### CHALLENGE
Output all records precisely as written.

### Collection entries
::::

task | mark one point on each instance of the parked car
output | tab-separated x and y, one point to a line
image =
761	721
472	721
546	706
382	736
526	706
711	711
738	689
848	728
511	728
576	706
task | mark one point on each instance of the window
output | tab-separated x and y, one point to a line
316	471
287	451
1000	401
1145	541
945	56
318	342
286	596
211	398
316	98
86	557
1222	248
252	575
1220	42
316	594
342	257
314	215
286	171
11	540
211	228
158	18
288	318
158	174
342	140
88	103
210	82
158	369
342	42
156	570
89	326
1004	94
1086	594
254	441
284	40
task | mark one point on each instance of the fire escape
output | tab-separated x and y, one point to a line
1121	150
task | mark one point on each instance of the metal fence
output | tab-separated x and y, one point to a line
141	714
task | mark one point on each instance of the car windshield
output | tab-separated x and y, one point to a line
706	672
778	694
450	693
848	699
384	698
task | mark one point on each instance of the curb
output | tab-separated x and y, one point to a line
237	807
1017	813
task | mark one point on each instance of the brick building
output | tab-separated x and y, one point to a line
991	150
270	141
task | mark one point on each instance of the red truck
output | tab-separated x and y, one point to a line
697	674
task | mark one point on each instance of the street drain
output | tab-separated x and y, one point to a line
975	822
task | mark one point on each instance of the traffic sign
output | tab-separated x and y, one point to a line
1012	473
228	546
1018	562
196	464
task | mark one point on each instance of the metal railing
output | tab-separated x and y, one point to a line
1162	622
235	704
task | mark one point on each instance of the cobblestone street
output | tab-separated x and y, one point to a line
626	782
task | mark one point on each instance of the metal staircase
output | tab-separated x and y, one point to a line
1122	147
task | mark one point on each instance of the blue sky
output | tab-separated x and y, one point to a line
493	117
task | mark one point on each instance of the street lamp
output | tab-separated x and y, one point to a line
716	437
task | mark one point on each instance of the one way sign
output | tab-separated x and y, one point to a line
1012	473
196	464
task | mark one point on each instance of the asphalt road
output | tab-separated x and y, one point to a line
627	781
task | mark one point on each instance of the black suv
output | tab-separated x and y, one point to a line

::::

### REPLY TO THE EXERCISE
task | mark one point on each instance of the parked car
output | tab-separated x and y, one point to a line
image =
761	721
472	721
546	706
382	736
526	706
711	711
738	689
848	728
511	728
576	706
task | mark one point on each instance of the window
output | tab-separated x and y, one point to a line
316	471
287	451
1000	401
1145	541
945	56
318	342
286	596
211	398
316	98
86	557
1222	248
252	575
1220	42
316	594
342	257
314	215
286	171
11	540
211	228
158	18
288	318
158	174
342	140
88	103
210	82
158	369
342	42
156	570
89	326
1004	94
1086	594
254	441
284	40
task | mark one point on each instance of the fire escape
output | tab-separated x and y, one point to a line
1121	150
task | mark one point on each instance of the metal fence
output | tab-separated x and y, one point to a line
141	714
task | mark one point on each instance of the car windshield
output | tab-separated x and y, one point to a line
706	672
778	694
450	693
848	699
384	698
task | mark one point on each instance of the curb
output | tab-separated x and y, one point to a line
237	807
1017	813
task | mark one point on each instance of the brick building
output | tab-separated x and y, one point to a line
991	150
270	141
task | mark one point on each instance of the red truck
output | tab-separated x and y, one point to a line
697	674
task | mark one point on each instance of the street drain
output | tab-separated x and y, one point to a line
975	822
task | mark one point on each instance of the traffic sign
output | tab-separated x and y, one point to a line
1012	473
228	546
1018	562
196	464
task | mark one point on each instance of the metal railing
output | tab-separated x and y, one point to a line
1162	622
235	704
task | mark one point on each instance of the cobblestone street
output | tab-separated x and y, one point to a line
626	782
task | mark one point on each instance of the metal staircase
output | tab-separated x and y, one point to a line
1122	147
task | mark one point on each instance of the blue sky
output | tab-separated x and y, one point to a line
493	117
task | mark one point on each instance of the street lamp
output | tab-separated x and y, one point to a line
716	437
task | mark one point on each instance of the one way sign
output | tab-separated x and y, one point to a line
1012	473
196	464
task | mark one point on each instance of the asphalt road
output | tab-separated x and y, one point to a line
627	781
task | mark one point on each instance of the black suv
output | tab-separated x and y, one point to a line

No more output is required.